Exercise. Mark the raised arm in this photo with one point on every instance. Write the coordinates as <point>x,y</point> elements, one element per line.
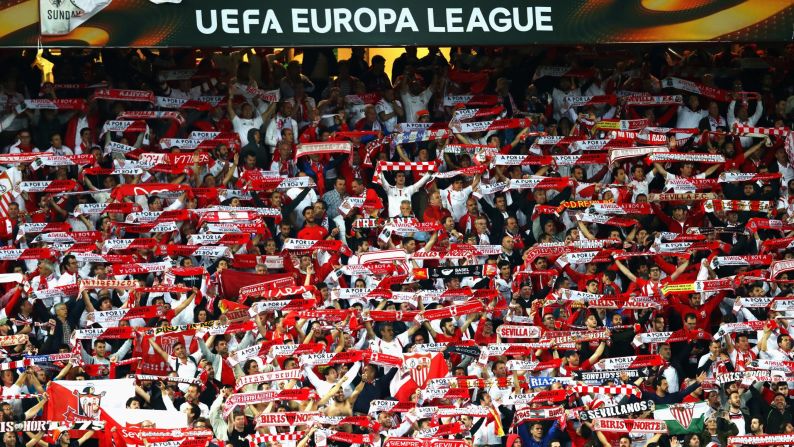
<point>230,103</point>
<point>158,349</point>
<point>631,276</point>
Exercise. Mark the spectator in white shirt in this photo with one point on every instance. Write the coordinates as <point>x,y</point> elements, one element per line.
<point>413,97</point>
<point>741,117</point>
<point>390,110</point>
<point>282,120</point>
<point>247,119</point>
<point>454,198</point>
<point>689,117</point>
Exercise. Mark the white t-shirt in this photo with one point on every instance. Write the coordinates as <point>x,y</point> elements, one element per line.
<point>414,104</point>
<point>387,108</point>
<point>186,370</point>
<point>455,201</point>
<point>242,126</point>
<point>394,347</point>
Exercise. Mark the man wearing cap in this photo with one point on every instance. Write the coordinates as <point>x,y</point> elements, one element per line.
<point>390,110</point>
<point>400,192</point>
<point>414,98</point>
<point>572,363</point>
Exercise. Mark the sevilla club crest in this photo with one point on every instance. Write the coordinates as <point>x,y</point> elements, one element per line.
<point>88,403</point>
<point>418,366</point>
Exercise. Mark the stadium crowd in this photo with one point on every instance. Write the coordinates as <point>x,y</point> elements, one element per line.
<point>502,247</point>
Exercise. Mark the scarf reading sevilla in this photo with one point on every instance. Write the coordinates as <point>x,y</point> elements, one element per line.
<point>785,439</point>
<point>151,114</point>
<point>621,154</point>
<point>339,147</point>
<point>454,272</point>
<point>713,206</point>
<point>485,126</point>
<point>124,95</point>
<point>418,166</point>
<point>465,114</point>
<point>257,397</point>
<point>631,426</point>
<point>616,410</point>
<point>771,131</point>
<point>714,93</point>
<point>123,126</point>
<point>669,337</point>
<point>287,374</point>
<point>609,390</point>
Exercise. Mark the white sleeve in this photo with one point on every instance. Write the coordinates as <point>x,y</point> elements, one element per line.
<point>759,109</point>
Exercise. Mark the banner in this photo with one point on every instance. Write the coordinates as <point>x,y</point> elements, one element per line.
<point>81,400</point>
<point>312,22</point>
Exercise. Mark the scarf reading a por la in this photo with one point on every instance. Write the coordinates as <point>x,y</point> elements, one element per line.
<point>415,166</point>
<point>630,362</point>
<point>618,124</point>
<point>288,374</point>
<point>466,114</point>
<point>669,337</point>
<point>686,157</point>
<point>470,100</point>
<point>123,126</point>
<point>740,129</point>
<point>652,100</point>
<point>113,94</point>
<point>713,206</point>
<point>300,394</point>
<point>610,390</point>
<point>732,177</point>
<point>413,137</point>
<point>631,426</point>
<point>549,160</point>
<point>579,101</point>
<point>485,126</point>
<point>559,71</point>
<point>783,439</point>
<point>56,104</point>
<point>48,186</point>
<point>621,154</point>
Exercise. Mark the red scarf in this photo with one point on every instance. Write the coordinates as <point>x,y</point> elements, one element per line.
<point>227,374</point>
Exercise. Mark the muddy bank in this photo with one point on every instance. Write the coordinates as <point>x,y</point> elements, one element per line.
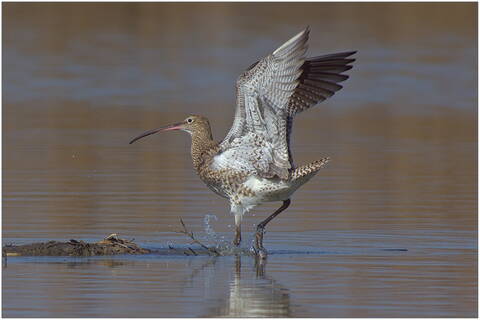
<point>111,245</point>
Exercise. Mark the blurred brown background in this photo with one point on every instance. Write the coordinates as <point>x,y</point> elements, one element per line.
<point>81,79</point>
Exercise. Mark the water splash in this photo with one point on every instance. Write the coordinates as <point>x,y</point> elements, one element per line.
<point>208,227</point>
<point>223,246</point>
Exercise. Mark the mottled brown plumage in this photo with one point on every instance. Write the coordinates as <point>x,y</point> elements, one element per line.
<point>253,163</point>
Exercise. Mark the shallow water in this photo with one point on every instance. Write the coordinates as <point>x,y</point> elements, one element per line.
<point>388,229</point>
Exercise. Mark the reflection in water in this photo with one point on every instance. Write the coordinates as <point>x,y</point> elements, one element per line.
<point>81,78</point>
<point>263,297</point>
<point>250,293</point>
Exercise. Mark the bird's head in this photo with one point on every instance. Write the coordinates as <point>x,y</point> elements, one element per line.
<point>193,124</point>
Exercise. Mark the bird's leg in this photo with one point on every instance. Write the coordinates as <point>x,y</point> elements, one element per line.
<point>258,246</point>
<point>238,230</point>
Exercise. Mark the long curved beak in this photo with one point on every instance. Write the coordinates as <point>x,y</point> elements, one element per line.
<point>175,126</point>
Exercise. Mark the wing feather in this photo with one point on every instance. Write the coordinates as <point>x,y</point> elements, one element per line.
<point>269,93</point>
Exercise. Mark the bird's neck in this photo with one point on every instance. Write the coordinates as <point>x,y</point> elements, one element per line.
<point>202,147</point>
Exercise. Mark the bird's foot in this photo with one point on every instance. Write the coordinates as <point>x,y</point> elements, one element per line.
<point>236,241</point>
<point>258,248</point>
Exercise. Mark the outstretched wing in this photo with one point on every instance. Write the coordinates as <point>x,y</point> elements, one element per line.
<point>269,93</point>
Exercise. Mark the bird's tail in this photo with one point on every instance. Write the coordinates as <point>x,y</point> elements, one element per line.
<point>309,170</point>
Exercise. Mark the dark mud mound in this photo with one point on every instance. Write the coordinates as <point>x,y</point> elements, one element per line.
<point>110,245</point>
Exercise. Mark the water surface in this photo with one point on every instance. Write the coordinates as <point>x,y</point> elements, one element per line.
<point>388,229</point>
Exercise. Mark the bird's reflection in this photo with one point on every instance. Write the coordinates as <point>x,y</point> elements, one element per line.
<point>260,296</point>
<point>241,289</point>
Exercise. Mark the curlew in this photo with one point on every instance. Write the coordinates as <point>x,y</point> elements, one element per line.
<point>253,163</point>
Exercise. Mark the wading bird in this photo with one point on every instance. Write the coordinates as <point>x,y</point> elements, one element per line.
<point>253,164</point>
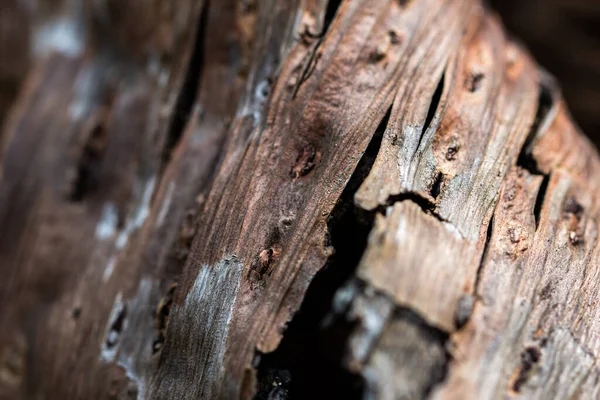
* * *
To do: Exact copy, no pictures: reproduce every entry shown above.

Result:
Exercise. Mark the raised arm in this photo with one point on every instance. Write the coordinates as <point>x,y</point> elements, one element per line.
<point>230,103</point>
<point>158,349</point>
<point>631,276</point>
Exercise. Mark the spectator in white shirt in this photo with one point on every instance. Write the coordinates as <point>x,y</point> elements, one element per line.
<point>413,97</point>
<point>741,117</point>
<point>390,110</point>
<point>282,120</point>
<point>247,119</point>
<point>454,198</point>
<point>689,117</point>
Exercise. Mark the white t-shirt in this photo with one point on every instance. Write the coordinates as <point>x,y</point> elements, one element per line.
<point>414,104</point>
<point>387,108</point>
<point>186,370</point>
<point>455,201</point>
<point>242,126</point>
<point>394,347</point>
Exercise. Mark the man wearing cap in this photo with one point on every instance. Write the coordinates as <point>x,y</point> elements, one element per line.
<point>390,110</point>
<point>400,192</point>
<point>414,98</point>
<point>572,363</point>
Exercise. Mark the sevilla club crest in this photo with one point on every instance. Write the coordinates as <point>x,y</point> elements, one element per line.
<point>88,403</point>
<point>418,366</point>
Exercise. Mark the stadium crowd in this photo with one point on every instance. Write the coordinates as <point>x,y</point> elements, one element per line.
<point>502,247</point>
Exercise. Mark the scarf reading sevilla in this photo with one point on every instance. Write the coordinates as <point>x,y</point> elements, one element per line.
<point>785,439</point>
<point>151,114</point>
<point>621,154</point>
<point>339,147</point>
<point>454,272</point>
<point>713,206</point>
<point>485,126</point>
<point>124,95</point>
<point>418,166</point>
<point>465,114</point>
<point>257,397</point>
<point>631,426</point>
<point>616,410</point>
<point>771,131</point>
<point>714,93</point>
<point>123,126</point>
<point>669,337</point>
<point>287,374</point>
<point>609,390</point>
Exercise. Mark the white sleeve in this photo with one point on every instance. Write the coordinates as <point>x,y</point> elements, one element per line.
<point>759,109</point>
Exercise. Mark the banner in this photo with one point on every instance. Write the coordinates as <point>x,y</point> elements, one element per line.
<point>81,400</point>
<point>312,22</point>
Exercise. Mark the scarf reading a por la in this photo with one point on every instance. Write the coordinates as <point>x,y</point> elements, one element per line.
<point>415,166</point>
<point>630,362</point>
<point>618,124</point>
<point>288,374</point>
<point>466,114</point>
<point>669,337</point>
<point>686,157</point>
<point>470,100</point>
<point>123,126</point>
<point>740,129</point>
<point>652,100</point>
<point>113,94</point>
<point>713,206</point>
<point>300,394</point>
<point>610,390</point>
<point>732,177</point>
<point>413,137</point>
<point>631,426</point>
<point>549,160</point>
<point>579,101</point>
<point>485,126</point>
<point>559,71</point>
<point>783,439</point>
<point>56,104</point>
<point>48,186</point>
<point>621,154</point>
Exercise. Mark the red scarf in this photo with one point on every instance. Write the coordinates as <point>x,y</point> elements, one element per line.
<point>227,374</point>
Exercise. Mark the muddy bank in this photo with one point on every instance. Write the coordinates as <point>x,y</point> elements, one element per line.
<point>111,245</point>
Exercise. Mark the blurred brown background in this photo with one point on every instance. Write the coordinates as <point>x,y</point> elements, one element per line.
<point>81,79</point>
Exercise. Mark the water splash in this photo with one point on every instance. Write the coordinates as <point>x,y</point> elements, one element per line.
<point>208,227</point>
<point>223,246</point>
Exercise. Mark the mottled brown plumage in this photo with one point on every instance. Write the coordinates as <point>x,y</point> elements, one element per line.
<point>253,163</point>
Exercise. Mark the shallow water in this photo with one point on every instance. Write the coordinates as <point>x,y</point> elements, one element per line.
<point>388,229</point>
Exercise. Mark the reflection in water in this photo with one point on every instance. Write the coordinates as <point>x,y</point> elements, one element per line.
<point>81,78</point>
<point>263,297</point>
<point>250,293</point>
Exercise. Mark the bird's head in this photo with one point on every instance. Write the coordinates as <point>x,y</point> elements, one element per line.
<point>193,124</point>
Exercise. Mark the bird's leg in this photo with one point on every instance. Write the coordinates as <point>x,y</point> elements, one element per line.
<point>258,246</point>
<point>238,230</point>
Exercise. Mark the long curved beak in this photo with one point on every instance. Write the coordinates as <point>x,y</point> elements, one element per line.
<point>175,126</point>
Exercise. Mark the wing feather in this photo with one point on every instance. Write the coordinates as <point>x,y</point> elements, one element per line.
<point>269,93</point>
Exercise. Mark the bird's neck in this photo with one point on every instance. Write the coordinates as <point>x,y</point> elements, one element per line.
<point>202,147</point>
Exercise. Mark the bird's foot in this photo with one point on every instance. Write the coordinates as <point>x,y</point> elements, one element per line.
<point>236,241</point>
<point>258,248</point>
Exercise. Mark the outstretched wing in this photo with one point on every instance. Write the coordinates as <point>x,y</point> elements, one element per line.
<point>269,93</point>
Exercise. Mark the bird's tail in this photo with one point on every instance. Write the coordinates as <point>x,y</point> elements, one element per line.
<point>309,170</point>
Exercise. Mark the dark mud mound in this photo with one point on every instance. Write the coordinates as <point>x,y</point> elements, one element per line.
<point>110,245</point>
Exercise. Mark the water surface in this photo with one point on every instance. Write the coordinates as <point>x,y</point> elements, one element per line.
<point>388,229</point>
Exercise. Mark the bird's reflection in this photo with one point on every instance. Write the coordinates as <point>x,y</point> elements, one element per line.
<point>260,296</point>
<point>241,289</point>
Exercise. Mark the curlew in this photo with one point on every instance. Write the coordinates as <point>x,y</point> elements, one element per line.
<point>253,163</point>
Exercise. Mark the wading bird in this photo with one point on every instance. Write the coordinates as <point>x,y</point> elements, one element per line.
<point>253,164</point>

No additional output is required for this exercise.